═════ Textauszug ═════

Weltgeschichte des Denkens. Die geistigen Traditionen der Menschheit.

Verlag:

Aus d. Engl. übers. v. N. de Palézieux. Darmstadt: Primus/Wissenschaftliche Buchgesellschaft 2002. 535 S. gr.8. Lw. Euro 49,90. ISBN 3-89678-443-9.

Rezensent:

Theo Sundermeier

Ninian Smart gehörte (er starb 2001) zu den Universalgelehrten unserer Generation. Seine Werke - man denke an seinen Atlas der Religionen - zeigen ein profundes Wissen im Blick auf Geistes-, Philosophie-, und Religionsgeschichte, das scheinbar keine Grenzen kennt. Auch das hier anzuzeigende Buch, sein letztes, in dem er die Summe seines Forscherlebens zusammenfasst, wagt es, die geistigen Traditionen der ganzen Menschheit in ihren wesentlichen Ausprägungen darzustellen.

═════

• Aufgabe
Schreib den Textauszug von „Ninian Smart gehörte“ bis „wesentlichen Ausprägungen darzustellen.“ noch einmal ab und tausche darin „Generation“ gegen „Epoche“ aus.

═════ Aufgelistete Zeilen ═════

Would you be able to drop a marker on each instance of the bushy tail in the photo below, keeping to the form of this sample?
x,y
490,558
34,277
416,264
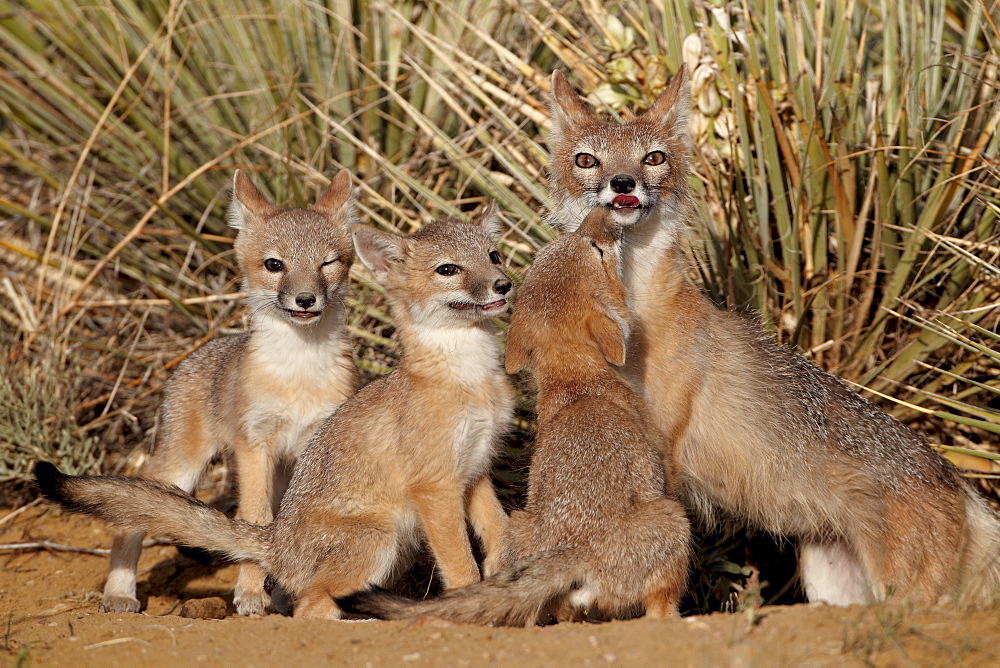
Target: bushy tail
x,y
135,503
980,581
516,596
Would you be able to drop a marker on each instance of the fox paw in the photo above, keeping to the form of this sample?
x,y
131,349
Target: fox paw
x,y
120,604
251,602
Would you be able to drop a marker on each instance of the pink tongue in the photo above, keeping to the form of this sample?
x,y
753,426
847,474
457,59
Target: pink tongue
x,y
625,202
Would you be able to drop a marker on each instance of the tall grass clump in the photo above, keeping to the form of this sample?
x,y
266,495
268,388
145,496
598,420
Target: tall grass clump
x,y
846,173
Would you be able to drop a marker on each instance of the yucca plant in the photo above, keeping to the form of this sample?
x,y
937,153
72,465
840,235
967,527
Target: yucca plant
x,y
845,167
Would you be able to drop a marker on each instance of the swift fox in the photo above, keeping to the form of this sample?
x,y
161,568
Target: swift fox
x,y
406,457
601,536
757,434
259,394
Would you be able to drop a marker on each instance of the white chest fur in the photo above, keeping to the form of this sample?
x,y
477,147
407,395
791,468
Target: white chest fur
x,y
472,363
293,382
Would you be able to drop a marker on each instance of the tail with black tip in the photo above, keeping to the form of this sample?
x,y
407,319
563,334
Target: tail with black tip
x,y
517,596
136,503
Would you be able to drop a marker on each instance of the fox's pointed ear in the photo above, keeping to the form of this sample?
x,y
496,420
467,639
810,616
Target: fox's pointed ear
x,y
249,204
674,104
489,220
336,195
611,336
517,356
567,107
378,251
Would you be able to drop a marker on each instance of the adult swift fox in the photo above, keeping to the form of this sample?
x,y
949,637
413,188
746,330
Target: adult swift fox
x,y
259,394
406,457
600,537
760,435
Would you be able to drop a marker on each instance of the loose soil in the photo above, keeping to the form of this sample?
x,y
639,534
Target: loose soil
x,y
49,617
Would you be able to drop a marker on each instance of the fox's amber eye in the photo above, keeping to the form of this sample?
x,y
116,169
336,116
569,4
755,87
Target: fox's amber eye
x,y
655,158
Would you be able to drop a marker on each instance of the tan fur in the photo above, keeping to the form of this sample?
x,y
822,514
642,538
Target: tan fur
x,y
259,394
406,458
600,536
757,434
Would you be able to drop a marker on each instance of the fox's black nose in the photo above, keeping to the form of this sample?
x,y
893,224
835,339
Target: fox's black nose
x,y
622,183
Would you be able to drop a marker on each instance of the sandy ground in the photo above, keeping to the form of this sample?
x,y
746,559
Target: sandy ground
x,y
49,617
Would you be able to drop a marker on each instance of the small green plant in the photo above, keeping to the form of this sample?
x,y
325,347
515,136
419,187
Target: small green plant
x,y
37,420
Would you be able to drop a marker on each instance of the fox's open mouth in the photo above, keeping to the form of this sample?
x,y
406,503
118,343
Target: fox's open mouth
x,y
303,315
492,307
626,202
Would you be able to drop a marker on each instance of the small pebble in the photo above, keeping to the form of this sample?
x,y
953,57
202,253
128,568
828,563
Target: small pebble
x,y
204,608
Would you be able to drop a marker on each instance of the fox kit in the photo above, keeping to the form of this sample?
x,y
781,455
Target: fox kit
x,y
406,457
758,434
263,392
600,536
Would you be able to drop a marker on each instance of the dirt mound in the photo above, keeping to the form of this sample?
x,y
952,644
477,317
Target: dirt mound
x,y
49,600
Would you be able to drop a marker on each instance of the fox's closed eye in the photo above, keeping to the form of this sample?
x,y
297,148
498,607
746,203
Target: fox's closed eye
x,y
654,158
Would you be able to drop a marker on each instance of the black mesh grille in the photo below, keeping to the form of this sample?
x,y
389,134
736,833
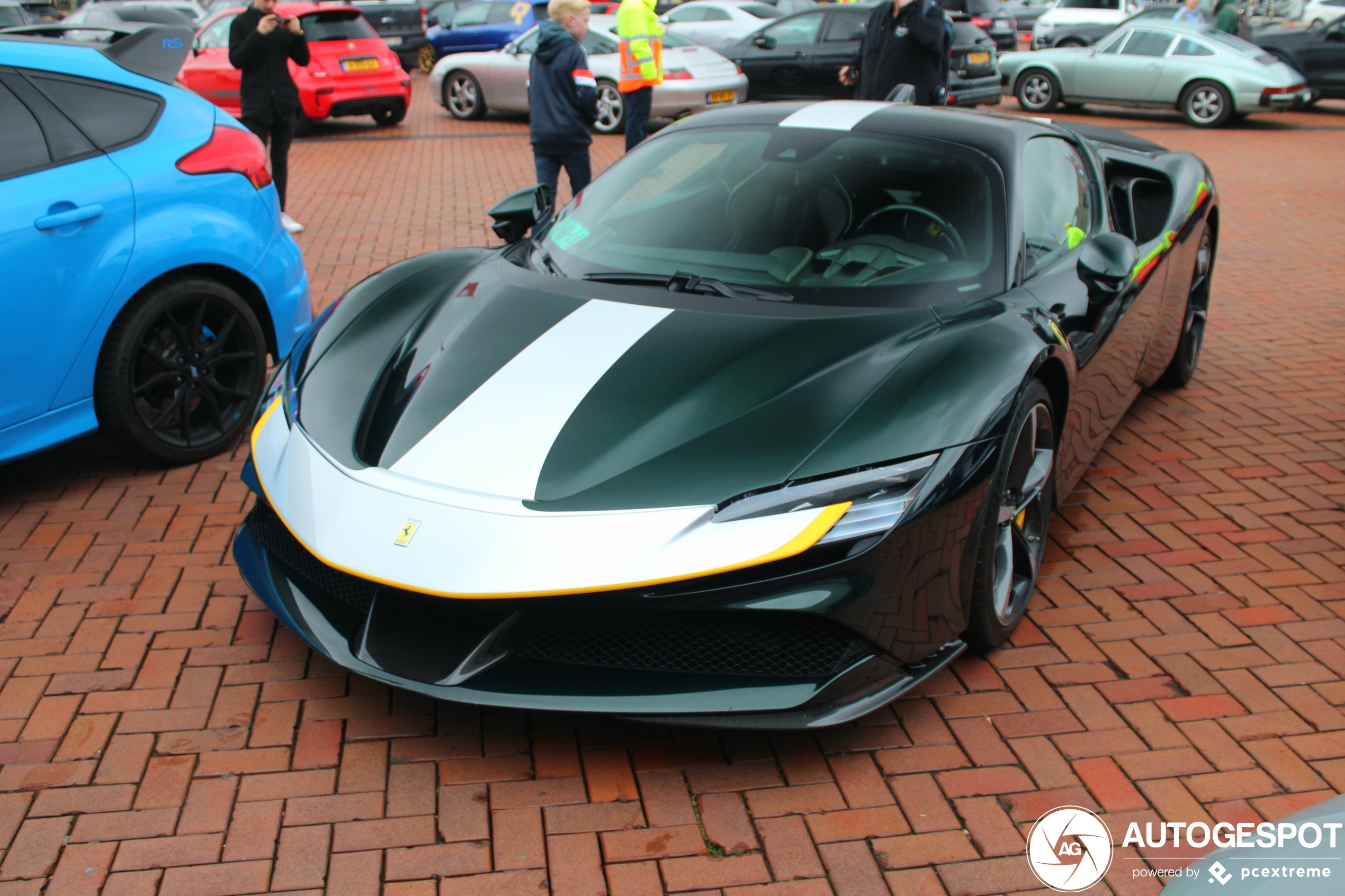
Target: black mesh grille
x,y
283,546
728,644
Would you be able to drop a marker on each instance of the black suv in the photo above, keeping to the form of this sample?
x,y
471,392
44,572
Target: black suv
x,y
401,24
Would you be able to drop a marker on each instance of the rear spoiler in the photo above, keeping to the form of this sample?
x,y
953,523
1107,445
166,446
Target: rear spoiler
x,y
1104,135
151,50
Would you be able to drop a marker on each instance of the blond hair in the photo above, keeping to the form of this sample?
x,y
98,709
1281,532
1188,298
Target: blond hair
x,y
559,8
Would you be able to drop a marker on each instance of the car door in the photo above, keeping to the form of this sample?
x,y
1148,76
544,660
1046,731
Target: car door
x,y
1125,70
1063,207
840,43
209,73
68,222
1326,61
467,30
779,59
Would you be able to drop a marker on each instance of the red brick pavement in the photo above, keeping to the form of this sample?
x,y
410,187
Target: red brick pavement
x,y
1184,659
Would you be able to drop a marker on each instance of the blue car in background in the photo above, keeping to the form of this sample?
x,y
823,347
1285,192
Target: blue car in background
x,y
146,270
483,26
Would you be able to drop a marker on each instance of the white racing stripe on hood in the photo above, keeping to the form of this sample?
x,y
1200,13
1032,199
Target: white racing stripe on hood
x,y
837,115
498,438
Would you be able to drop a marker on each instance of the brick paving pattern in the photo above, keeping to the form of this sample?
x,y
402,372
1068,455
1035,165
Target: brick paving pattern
x,y
1184,659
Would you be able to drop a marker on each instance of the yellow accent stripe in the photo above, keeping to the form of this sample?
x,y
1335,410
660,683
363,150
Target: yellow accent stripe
x,y
798,545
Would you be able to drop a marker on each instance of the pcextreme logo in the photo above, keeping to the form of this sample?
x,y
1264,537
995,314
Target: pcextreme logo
x,y
1070,849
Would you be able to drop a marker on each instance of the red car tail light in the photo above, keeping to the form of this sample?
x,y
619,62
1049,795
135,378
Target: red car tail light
x,y
229,151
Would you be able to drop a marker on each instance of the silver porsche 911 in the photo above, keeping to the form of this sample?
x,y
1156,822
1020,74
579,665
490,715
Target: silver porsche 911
x,y
1206,74
694,78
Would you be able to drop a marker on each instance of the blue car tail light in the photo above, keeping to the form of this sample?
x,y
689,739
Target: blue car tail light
x,y
229,151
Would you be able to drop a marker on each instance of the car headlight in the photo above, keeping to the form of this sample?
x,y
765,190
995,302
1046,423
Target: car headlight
x,y
878,499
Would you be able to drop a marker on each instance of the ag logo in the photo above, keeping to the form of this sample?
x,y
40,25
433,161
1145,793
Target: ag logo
x,y
407,532
1070,849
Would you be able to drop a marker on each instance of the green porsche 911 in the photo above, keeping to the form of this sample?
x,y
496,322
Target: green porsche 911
x,y
761,430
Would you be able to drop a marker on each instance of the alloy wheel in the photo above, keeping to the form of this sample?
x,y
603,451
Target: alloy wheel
x,y
193,375
1206,105
1036,90
1024,516
609,109
462,96
425,58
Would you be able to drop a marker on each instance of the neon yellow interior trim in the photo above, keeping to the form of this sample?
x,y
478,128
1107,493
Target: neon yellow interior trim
x,y
798,545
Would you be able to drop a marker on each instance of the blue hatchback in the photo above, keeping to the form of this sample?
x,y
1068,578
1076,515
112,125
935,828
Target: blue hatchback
x,y
485,26
147,275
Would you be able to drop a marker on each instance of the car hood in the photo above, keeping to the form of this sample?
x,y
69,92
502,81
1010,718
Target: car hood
x,y
571,395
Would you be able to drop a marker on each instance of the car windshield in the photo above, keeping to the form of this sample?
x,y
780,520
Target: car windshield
x,y
826,216
760,10
337,26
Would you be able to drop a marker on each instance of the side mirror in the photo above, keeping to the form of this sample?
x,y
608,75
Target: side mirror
x,y
1106,265
518,211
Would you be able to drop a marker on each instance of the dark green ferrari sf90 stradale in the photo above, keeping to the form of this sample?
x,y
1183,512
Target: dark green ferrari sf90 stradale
x,y
763,430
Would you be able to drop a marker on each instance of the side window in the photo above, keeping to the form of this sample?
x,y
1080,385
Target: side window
x,y
795,31
64,140
216,35
598,45
472,15
1057,199
846,26
1115,43
1147,43
1188,48
22,147
111,116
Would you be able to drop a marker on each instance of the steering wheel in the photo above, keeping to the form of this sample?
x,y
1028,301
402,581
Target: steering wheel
x,y
946,230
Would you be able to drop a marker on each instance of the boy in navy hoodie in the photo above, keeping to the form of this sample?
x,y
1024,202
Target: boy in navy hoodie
x,y
562,98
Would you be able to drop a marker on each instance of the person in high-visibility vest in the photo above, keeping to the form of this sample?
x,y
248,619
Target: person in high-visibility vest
x,y
642,64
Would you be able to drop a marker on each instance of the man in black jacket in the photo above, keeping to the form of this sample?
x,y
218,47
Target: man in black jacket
x,y
561,100
260,43
903,45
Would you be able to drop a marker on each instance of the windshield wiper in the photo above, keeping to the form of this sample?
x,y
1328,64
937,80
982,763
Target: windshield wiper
x,y
546,260
684,283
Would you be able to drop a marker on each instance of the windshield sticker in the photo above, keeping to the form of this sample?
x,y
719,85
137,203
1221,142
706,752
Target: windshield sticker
x,y
568,233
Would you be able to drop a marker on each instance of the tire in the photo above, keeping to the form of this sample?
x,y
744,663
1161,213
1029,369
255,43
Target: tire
x,y
181,371
1206,104
1182,367
1015,522
1037,90
425,58
463,96
389,116
611,109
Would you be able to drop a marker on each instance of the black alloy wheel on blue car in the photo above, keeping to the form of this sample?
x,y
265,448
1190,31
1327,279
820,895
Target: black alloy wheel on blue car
x,y
181,371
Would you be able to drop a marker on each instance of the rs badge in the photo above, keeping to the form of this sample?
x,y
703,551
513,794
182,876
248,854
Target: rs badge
x,y
407,532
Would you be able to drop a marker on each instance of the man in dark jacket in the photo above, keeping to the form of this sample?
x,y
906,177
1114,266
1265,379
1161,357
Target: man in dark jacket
x,y
260,43
903,45
561,100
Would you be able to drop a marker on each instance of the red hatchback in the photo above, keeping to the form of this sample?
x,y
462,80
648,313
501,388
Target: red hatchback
x,y
352,71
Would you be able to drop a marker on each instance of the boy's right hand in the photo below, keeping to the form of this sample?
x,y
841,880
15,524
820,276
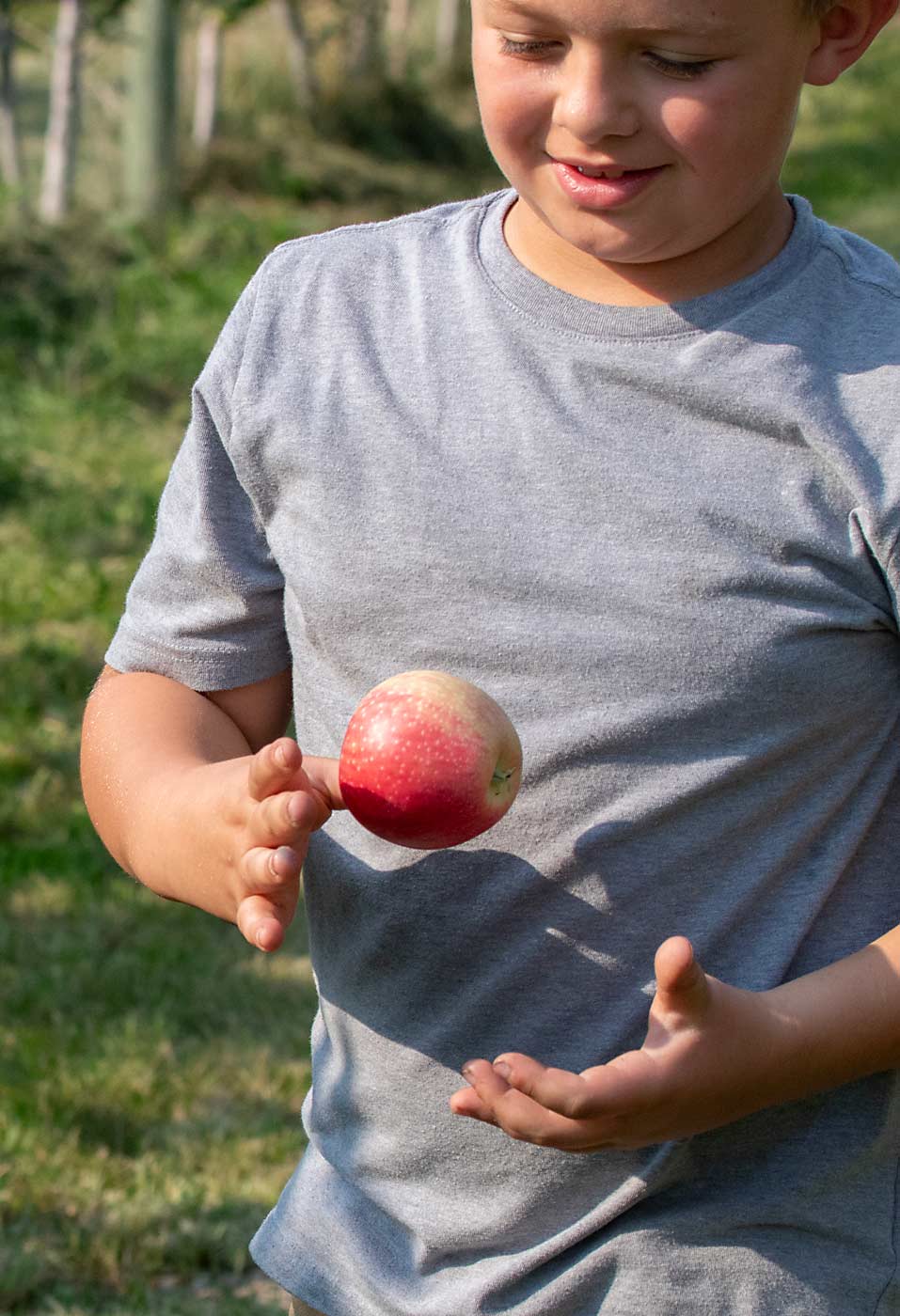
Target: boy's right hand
x,y
274,802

═════

• Ergebnis
Ninian Smart gehörte (er starb 2001) zu den Universalgelehrten unserer Epoche. Seine Werke - man denke an seinen Atlas der Religionen - zeigen ein profundes Wissen im Blick auf Geistes-, Philosophie-, und Religionsgeschichte, das scheinbar keine Grenzen kennt. Auch das hier anzuzeigende Buch, sein letztes, in dem er die Summe seines Forscherlebens zusammenfasst, wagt es, die geistigen Traditionen der ganzen Menschheit in ihren wesentlichen Ausprägungen darzustellen.